> [BRIEF]
Transcribe the blog post on triggering a command from a log event, from "tail -n0 -f" to "capture 1000 packets.".

Sunday, March 30, 2008

Trigger a Command On a Log Event

I was trying to track down the cause of some iptables log messages. I wanted a packet dump while the problem was occurring but the symptom appears sporadically with 15 minute or so gaps. There’s a lot of traffic flowing through the system in question so if I leave tcpdump running I’ll too much traffic to sort through. What I needed was a means of starting tcpdump when the log messages appear. Luckily for me the messages appear over 10-20 seconds and I was pretty sure I could miss a couple as long as I grabbed some of them I’d get some insight.



I realized I could just have tail follow the logs and stop when a line appeared so tcpdump could run. I had to run tcpdump as sudo and my sudo token my expire before tcpdump was started so I wrote a script to run as sudo:




#!/bin/bash

tail -n0 -f /var/log/syslog|grep -l WINDOW

tcpdump -nvv -s0 -c 1000 -w /tmp/blarg.pcap -p host 10.2.3.4 and not proto ether \\arp


The -n0 option to tail has it reading 0 lines of the log file. I had the log entries in the log from earlier and I didn’t want grep to match on those. I gave tcpdump -s0 so it would capture whole packets and -c 1000 to only capture 1000 packets.

(Stored data entries)
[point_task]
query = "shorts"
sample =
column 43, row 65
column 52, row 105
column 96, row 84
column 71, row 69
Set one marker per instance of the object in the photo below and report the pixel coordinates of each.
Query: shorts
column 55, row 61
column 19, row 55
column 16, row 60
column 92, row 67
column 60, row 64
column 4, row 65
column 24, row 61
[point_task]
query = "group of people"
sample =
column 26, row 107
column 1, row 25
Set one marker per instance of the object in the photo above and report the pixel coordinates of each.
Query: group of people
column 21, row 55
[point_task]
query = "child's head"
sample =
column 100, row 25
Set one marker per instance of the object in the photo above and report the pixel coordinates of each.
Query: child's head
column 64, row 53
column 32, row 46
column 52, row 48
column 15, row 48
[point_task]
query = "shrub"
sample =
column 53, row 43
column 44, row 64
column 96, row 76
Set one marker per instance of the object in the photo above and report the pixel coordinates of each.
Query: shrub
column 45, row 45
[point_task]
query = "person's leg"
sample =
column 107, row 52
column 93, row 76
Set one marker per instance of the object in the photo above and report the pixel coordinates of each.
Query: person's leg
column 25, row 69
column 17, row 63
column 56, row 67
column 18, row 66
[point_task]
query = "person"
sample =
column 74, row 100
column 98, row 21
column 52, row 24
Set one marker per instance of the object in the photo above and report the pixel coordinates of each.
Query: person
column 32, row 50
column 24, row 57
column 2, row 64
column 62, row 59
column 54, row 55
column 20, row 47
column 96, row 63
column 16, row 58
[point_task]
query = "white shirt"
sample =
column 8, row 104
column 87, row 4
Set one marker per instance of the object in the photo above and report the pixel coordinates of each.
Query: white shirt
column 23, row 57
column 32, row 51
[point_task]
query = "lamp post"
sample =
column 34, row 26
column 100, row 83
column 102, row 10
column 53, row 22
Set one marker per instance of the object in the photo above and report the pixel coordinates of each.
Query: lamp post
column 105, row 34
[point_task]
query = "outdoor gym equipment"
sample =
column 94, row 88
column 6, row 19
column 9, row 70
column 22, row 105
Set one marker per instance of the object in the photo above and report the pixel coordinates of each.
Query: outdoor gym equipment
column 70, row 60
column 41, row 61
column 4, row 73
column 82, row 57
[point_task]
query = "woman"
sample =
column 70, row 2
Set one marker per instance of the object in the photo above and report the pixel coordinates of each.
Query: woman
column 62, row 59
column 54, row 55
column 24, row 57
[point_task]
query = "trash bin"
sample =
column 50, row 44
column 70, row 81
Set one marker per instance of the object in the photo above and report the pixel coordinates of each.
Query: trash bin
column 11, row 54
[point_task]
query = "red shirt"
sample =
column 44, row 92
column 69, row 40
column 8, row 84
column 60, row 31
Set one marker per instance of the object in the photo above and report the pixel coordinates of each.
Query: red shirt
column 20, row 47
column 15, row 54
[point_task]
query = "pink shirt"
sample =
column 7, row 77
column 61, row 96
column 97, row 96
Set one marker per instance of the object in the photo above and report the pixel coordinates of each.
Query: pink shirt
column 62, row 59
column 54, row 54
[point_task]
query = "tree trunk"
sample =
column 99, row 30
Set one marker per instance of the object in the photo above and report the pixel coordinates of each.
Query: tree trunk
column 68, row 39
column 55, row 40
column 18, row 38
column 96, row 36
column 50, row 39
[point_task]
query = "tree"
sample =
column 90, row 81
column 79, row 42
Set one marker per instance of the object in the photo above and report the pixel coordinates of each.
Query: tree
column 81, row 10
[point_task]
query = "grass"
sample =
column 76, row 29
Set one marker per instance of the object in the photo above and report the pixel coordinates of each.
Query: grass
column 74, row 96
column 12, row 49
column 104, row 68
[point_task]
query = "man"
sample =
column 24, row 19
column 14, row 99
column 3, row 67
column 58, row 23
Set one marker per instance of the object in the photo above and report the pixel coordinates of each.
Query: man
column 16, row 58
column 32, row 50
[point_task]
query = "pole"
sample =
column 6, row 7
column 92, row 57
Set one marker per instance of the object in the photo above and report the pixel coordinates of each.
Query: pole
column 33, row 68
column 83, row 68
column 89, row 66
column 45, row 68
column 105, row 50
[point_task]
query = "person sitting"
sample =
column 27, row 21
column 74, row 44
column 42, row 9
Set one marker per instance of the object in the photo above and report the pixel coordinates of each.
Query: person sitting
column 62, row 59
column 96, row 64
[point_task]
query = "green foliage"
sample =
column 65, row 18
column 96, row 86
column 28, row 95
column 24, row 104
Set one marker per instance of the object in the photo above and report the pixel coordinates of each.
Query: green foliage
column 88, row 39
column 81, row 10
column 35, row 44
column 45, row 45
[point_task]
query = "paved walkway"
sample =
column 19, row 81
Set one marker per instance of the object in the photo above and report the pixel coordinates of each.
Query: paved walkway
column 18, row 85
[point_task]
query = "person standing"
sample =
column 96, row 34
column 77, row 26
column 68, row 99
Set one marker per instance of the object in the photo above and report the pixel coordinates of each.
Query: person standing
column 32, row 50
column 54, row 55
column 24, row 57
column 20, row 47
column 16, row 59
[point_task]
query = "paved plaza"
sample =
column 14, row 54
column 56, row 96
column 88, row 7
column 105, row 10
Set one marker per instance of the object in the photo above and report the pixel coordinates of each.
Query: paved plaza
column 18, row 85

> [WRITTEN SOLUTION]
tail -n0 -f /var/log/syslog|grep -l WINDOW

tcpdump -nvv -s0 -c 1000 -w /tmp/blarg.pcap -p host 10.2.3.4 and not proto ether \\arp


The -n0 option to tail has it reading 0 lines of the log file. I had the log entries in the log from earlier and I didn’t want grep to match on those. I gave tcpdump -s0 so it would capture whole packets and -c 1000 to only capture 1000 packets.